- Tujuan Latihan -
Periksa apakah pernyataan (a), (b), dan (c) sesuai dengan berita tentang penolakan tower BTS di Dukuh Jati di bawah, lalu jawab ya atau tidak beserta kutipan kata-kata penentu dari berita tersebut. (a) Pembangunan tower itu sudah mendapat izin dari Pemkab Sragen. (b) Izin persetujuan tower berada di Diskominfo Sragen. (c) Warga yang menandatangani persetujuan tinggal di radius terdekat tower.

- Teks Bacaan -
#####
SOLOPOS.COM - Konstruksi fondasi tower yang sudah dibangun di lingkungan RT 06A, Dukuh Jati, Desa Pilang, Kecamatan Masaran, Sragen, Senin (25/3/2024). (Istimewa)

Solopos.com, SRAGEN — Pembangunan tower base transceiver station (BTS) di Dukuh Jati, Desa Pilang, Kecamatan Masaran, Sragen, yang ditolak warga setempat ternyata belum mengantongi izin dari Pemkab Sragen. Pembangunan tower di lingkungan RT 06A Dukuh Jati itu saat ini disetop setelah ada aksi unjuk rasa warga yang menolak pada Senin (25/3/2024) kemarin.

Sekitar 30 warga dari dua RT bersikeras menolak setelah ada mediasi dengan investor yang membangun tower tersebut.

Promosi Pegadaian Resmikan Masjid Al Hikmah Pekanbaru Wujud Kepedulian Tempat Ibadah

Koordinator Perizinan Terpadu Satu Pintu (PTSP) Dinas Penanaman Modal dan Perizinan Terpadu Satu Pintu (DPMPTSP) Sragen, Ilham Kurniawan, menyampaikan pertemuan warga dengan pihak investor di Pilang belum ada titik temu. “Kami berencana memanggil pihak-pihak terkait untuk memfasilitasi pertemuan lagi di kantor [DPMPTSP],” ujarnya kepada Solopos.com, Selasa (26/3/2024).

Kepala DPMPTSP Sragen, Dwi Agus Prasetyo, juga mengungkapkan berkas permohonan izin pendirian tower itu belum masuk ke mejanya. Dia menjelaskan hanya ada dua perizinan di DPMPTSP, yakni kesesuaian antara rencana kegiatan pemanfaatan ruang (KKPR) dan izin persetujuan bangunan gedung (PBG). Sementara untuk izin persetujuan tower itu, ujar Agus, berada di Dinas Komunikasi dan Informatika (Diskominfo) Sragen.

“Jadi proses yang sudah dilaporkan ke saya itu awalnya investor yang akan mendirikan tower sosialisasi ke warga dan mengurus perizinan lewat Pemerintah Desa (Pemdes). Syarat minimal adalah mendapatkan persetujuan 80-100 kepala keluarga untuk pendirian tower. Nah, persetujuan warga itu sudah didapatkan, akhirnya naik ke kepala desa dan camat,” jelas Agus.

Dari laporan awal itu, Agus mengirimkan petugas mengecek ke Pilang dan ternyata tidak semua warga di radius dekat tower menyetujui. Justru warga yang tanda tangan persetujuan itu berada di luar radius terdekat tower.

“Jadi ternyata ada 30 warga yang komplain dan mengadu tidak setuju dengan pendirian tower tersebut. Entah ada persoalan politik desa atau apa, yang jelas jadi ramai,” jelas Agus.
#####
- Data yang Disediakan -

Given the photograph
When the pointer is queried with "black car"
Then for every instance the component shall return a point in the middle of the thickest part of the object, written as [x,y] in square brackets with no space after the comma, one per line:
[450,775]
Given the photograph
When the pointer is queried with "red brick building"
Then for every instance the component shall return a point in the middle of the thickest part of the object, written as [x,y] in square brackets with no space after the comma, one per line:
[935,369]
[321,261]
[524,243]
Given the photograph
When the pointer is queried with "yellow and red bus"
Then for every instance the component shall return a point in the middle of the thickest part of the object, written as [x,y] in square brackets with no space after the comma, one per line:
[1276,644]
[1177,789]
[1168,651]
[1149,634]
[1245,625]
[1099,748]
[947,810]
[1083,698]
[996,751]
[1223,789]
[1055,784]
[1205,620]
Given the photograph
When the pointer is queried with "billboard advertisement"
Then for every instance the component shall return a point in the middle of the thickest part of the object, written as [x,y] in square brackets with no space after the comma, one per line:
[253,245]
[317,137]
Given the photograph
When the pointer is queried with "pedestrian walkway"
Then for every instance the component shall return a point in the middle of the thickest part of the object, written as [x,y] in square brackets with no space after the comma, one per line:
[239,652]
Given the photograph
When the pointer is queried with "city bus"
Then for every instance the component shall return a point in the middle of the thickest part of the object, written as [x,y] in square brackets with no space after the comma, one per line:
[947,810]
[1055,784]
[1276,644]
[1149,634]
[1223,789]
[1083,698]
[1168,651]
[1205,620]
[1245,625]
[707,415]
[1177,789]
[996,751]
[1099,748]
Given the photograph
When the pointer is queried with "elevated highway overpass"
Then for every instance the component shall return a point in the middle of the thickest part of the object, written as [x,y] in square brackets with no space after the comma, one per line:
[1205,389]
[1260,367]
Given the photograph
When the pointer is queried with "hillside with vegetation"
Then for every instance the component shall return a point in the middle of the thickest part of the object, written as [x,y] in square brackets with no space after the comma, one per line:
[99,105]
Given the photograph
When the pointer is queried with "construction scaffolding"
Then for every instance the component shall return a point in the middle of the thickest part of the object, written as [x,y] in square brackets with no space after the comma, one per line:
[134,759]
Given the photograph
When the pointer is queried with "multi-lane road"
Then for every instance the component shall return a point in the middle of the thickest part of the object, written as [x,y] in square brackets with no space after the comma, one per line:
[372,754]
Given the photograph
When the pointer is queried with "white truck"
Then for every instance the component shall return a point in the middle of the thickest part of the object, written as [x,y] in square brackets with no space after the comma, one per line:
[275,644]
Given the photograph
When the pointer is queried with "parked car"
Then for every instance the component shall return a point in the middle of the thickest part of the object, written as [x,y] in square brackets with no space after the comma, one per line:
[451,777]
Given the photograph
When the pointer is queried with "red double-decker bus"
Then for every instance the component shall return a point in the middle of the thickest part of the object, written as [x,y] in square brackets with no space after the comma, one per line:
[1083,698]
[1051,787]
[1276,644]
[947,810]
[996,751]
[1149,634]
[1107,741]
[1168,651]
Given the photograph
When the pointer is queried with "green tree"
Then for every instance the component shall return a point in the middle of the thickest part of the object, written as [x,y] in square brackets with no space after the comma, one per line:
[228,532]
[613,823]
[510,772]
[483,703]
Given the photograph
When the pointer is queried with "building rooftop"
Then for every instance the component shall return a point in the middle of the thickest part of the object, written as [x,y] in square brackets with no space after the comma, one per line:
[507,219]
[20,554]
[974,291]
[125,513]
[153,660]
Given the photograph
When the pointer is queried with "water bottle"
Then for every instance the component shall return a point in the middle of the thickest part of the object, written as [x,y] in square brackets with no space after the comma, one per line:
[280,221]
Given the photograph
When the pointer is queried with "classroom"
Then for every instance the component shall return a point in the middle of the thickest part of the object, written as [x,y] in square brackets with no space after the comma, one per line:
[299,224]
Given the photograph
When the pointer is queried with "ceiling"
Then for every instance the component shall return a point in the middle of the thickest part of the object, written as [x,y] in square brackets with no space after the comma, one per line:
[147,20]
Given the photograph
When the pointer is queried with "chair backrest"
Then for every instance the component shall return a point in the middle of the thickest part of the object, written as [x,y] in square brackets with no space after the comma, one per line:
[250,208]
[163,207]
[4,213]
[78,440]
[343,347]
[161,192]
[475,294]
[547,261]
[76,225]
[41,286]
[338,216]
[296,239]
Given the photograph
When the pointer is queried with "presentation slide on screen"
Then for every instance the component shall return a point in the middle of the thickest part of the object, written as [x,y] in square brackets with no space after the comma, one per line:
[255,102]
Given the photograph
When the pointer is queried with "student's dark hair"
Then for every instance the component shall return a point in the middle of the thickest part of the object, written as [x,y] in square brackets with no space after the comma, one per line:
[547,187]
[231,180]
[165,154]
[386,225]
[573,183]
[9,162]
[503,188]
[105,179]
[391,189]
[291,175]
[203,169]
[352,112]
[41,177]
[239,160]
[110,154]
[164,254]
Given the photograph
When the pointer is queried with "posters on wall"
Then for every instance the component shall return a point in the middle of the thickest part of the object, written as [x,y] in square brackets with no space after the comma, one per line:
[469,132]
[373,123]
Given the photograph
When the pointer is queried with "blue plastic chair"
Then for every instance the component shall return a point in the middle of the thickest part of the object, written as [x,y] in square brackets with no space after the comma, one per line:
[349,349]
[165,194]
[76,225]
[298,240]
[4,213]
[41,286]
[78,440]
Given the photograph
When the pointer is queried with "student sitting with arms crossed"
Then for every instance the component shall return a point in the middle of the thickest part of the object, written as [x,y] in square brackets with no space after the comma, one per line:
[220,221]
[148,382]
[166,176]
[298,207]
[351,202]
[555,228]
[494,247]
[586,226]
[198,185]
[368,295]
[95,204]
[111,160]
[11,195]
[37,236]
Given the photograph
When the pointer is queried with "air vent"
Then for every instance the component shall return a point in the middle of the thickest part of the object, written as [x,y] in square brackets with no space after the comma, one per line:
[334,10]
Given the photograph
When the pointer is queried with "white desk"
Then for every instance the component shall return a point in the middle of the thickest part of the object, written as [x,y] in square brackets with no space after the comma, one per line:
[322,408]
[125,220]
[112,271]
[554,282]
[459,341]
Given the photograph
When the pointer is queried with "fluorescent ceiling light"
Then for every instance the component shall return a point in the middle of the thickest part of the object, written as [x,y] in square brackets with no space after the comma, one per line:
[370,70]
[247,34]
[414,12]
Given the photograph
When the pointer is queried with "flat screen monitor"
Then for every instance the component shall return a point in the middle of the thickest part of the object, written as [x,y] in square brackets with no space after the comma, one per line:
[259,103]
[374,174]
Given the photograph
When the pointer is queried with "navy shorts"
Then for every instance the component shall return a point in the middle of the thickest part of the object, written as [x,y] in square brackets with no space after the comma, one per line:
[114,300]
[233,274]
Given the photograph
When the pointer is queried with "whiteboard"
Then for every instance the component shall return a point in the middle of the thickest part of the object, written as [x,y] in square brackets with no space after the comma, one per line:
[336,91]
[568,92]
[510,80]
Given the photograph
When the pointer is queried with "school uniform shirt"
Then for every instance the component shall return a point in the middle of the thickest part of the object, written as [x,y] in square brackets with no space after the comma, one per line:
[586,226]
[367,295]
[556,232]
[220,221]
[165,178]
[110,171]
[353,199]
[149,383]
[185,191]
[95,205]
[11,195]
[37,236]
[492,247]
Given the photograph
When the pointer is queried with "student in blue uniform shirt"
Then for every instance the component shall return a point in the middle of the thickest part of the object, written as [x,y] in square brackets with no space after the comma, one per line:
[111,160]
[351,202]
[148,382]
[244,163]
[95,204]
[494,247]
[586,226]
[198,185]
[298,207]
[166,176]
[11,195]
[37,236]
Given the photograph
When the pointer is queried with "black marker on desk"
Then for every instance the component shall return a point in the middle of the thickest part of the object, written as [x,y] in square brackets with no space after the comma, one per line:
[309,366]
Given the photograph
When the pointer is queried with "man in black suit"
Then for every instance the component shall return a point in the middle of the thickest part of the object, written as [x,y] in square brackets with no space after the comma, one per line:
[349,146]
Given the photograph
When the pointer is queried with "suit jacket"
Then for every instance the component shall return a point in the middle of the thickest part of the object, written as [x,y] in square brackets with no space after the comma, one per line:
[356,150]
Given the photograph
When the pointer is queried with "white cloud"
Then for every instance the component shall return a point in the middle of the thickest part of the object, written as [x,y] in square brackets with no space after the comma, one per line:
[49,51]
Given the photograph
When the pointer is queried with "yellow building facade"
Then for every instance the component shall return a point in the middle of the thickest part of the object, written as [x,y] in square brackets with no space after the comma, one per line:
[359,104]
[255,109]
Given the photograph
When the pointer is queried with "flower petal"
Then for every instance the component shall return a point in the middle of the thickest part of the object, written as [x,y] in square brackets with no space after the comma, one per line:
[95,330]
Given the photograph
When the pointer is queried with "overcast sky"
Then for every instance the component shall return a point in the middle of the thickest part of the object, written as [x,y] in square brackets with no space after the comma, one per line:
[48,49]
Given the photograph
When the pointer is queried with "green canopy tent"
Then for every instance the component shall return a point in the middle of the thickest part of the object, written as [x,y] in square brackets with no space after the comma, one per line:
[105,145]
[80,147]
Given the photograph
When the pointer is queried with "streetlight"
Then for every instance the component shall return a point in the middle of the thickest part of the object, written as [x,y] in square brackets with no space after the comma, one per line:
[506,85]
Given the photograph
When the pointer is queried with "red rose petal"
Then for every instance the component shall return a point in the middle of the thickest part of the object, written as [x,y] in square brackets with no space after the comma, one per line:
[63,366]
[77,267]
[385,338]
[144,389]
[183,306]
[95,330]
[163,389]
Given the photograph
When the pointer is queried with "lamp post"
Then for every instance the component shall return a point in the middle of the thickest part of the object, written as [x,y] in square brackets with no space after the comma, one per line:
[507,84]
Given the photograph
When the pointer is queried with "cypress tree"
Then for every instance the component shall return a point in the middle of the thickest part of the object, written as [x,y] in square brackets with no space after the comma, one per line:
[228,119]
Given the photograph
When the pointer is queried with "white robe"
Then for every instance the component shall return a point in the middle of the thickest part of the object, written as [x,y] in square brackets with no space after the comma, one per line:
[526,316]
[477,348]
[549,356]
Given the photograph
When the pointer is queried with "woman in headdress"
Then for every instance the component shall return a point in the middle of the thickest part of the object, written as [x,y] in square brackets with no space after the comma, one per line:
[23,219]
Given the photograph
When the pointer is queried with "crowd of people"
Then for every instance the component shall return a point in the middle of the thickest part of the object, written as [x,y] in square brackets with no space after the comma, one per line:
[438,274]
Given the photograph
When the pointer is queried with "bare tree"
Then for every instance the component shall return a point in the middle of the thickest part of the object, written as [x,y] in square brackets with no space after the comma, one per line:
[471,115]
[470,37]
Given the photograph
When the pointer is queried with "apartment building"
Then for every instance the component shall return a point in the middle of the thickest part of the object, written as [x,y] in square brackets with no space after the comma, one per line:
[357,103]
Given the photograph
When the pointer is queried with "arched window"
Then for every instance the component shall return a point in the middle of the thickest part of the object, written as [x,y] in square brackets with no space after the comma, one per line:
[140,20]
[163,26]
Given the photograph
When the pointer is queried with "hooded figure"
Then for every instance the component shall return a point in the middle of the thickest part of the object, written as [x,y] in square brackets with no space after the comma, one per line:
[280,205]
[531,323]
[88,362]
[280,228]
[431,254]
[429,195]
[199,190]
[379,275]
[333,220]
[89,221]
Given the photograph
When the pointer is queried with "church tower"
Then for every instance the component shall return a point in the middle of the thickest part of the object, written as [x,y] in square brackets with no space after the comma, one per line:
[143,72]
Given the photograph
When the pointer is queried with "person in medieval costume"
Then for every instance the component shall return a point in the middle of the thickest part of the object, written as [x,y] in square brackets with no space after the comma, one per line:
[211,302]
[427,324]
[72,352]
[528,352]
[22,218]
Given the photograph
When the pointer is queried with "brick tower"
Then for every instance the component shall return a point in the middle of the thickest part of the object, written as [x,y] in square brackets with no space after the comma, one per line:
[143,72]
#####
- Jawaban Lengkap -
(a) Tidak: "ternyata belum mengantongi izin dari Pemkab Sragen."
(b) Ya: "Sementara untuk izin persetujuan tower itu, ujar Agus, berada di Dinas Komunikasi dan Informatika (Diskominfo) Sragen."
(c) Tidak: "Justru warga yang tanda tangan persetujuan itu berada di luar radius terdekat tower."